■ Aim: Reproduce verbatim the entries below, from the line containing "Q: Point to the forested" through the end of the entries, both ends included.

──────── Rows

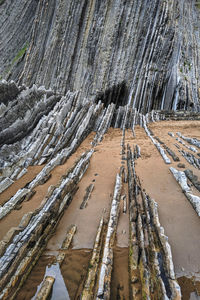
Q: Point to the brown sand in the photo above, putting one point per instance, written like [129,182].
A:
[105,163]
[177,216]
[120,275]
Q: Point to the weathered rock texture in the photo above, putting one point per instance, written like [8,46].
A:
[141,52]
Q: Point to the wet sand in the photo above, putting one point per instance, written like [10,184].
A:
[180,221]
[104,165]
[177,216]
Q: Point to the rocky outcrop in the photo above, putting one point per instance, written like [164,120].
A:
[136,52]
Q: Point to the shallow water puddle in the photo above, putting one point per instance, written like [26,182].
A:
[59,290]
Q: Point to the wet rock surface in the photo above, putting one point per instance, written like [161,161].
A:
[100,102]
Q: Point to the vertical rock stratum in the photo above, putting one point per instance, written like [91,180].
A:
[99,149]
[145,51]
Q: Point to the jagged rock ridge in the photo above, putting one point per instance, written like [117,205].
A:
[150,49]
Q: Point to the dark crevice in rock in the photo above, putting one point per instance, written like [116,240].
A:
[117,94]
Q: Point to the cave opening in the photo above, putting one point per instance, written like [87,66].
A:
[117,94]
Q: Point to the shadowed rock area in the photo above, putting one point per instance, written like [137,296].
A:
[99,149]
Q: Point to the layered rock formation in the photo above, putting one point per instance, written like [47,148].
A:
[145,54]
[69,71]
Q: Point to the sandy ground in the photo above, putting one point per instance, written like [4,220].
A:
[104,165]
[177,216]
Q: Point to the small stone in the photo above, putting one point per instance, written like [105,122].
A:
[180,165]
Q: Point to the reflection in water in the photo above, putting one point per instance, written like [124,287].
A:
[59,288]
[194,296]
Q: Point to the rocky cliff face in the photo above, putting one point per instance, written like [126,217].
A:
[145,53]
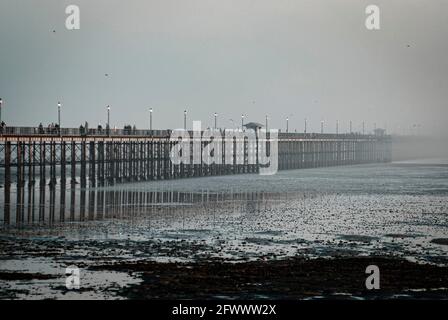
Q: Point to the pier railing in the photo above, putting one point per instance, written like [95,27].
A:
[114,132]
[71,132]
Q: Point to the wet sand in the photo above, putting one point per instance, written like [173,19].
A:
[301,234]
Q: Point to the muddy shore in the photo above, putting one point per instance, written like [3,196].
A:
[293,278]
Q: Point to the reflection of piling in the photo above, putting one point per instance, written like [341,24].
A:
[128,158]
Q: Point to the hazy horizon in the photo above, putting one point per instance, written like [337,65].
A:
[296,59]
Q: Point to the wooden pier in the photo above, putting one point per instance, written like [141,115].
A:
[94,157]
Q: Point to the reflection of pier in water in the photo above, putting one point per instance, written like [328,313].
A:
[42,205]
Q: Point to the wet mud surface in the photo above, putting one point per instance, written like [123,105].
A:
[306,234]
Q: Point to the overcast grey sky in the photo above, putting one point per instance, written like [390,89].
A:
[299,58]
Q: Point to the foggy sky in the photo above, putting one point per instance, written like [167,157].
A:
[309,59]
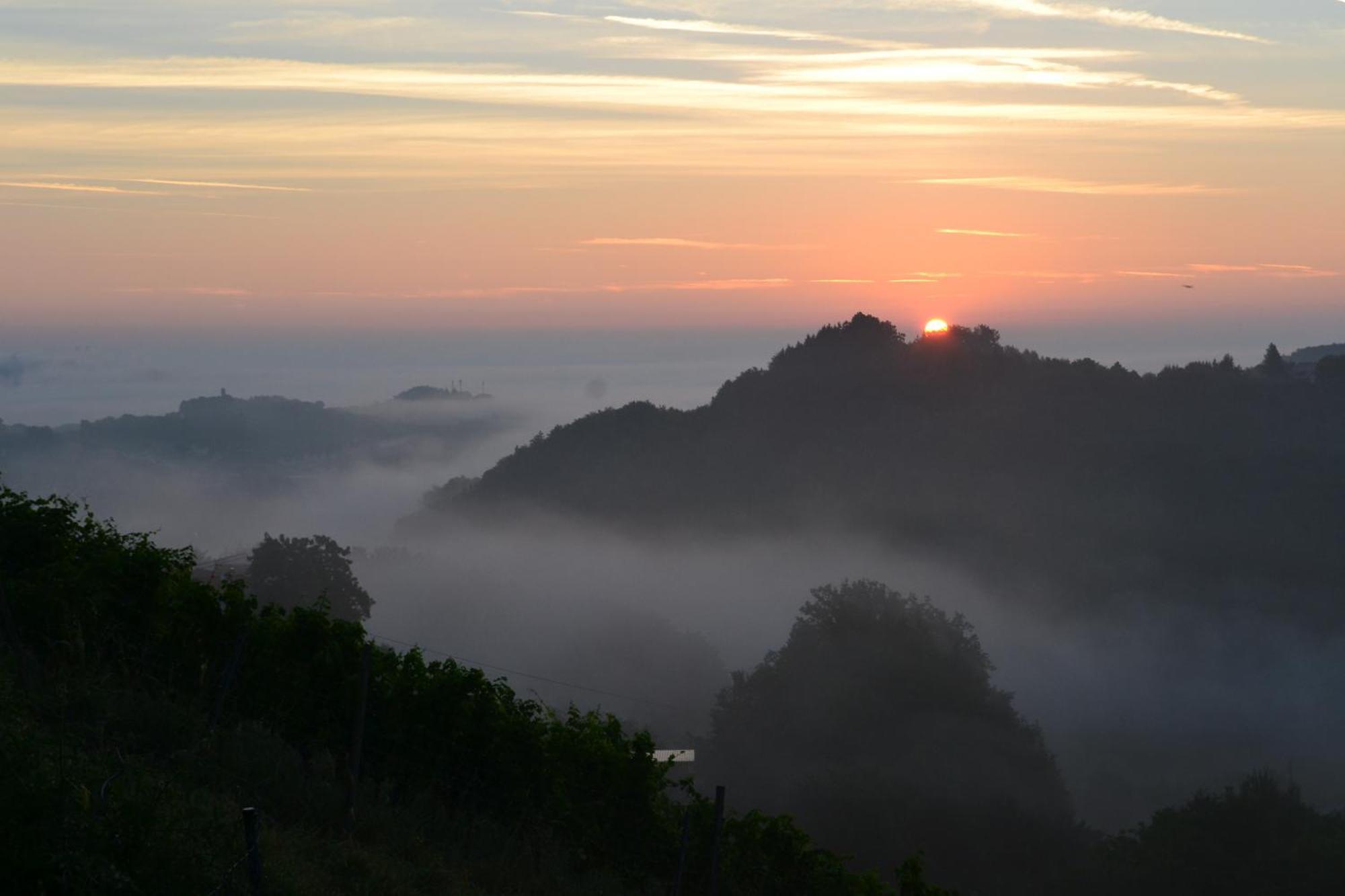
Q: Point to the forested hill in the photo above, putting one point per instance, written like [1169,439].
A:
[1199,481]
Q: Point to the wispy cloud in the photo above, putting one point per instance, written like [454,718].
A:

────────────────

■ Task solution:
Q: Point to the forested hill in the photo above, putting one point per instance, written like [1169,439].
A:
[1199,481]
Q: Point to the wispy cloud in the photo above, putting one point per instance, written like [454,718].
A:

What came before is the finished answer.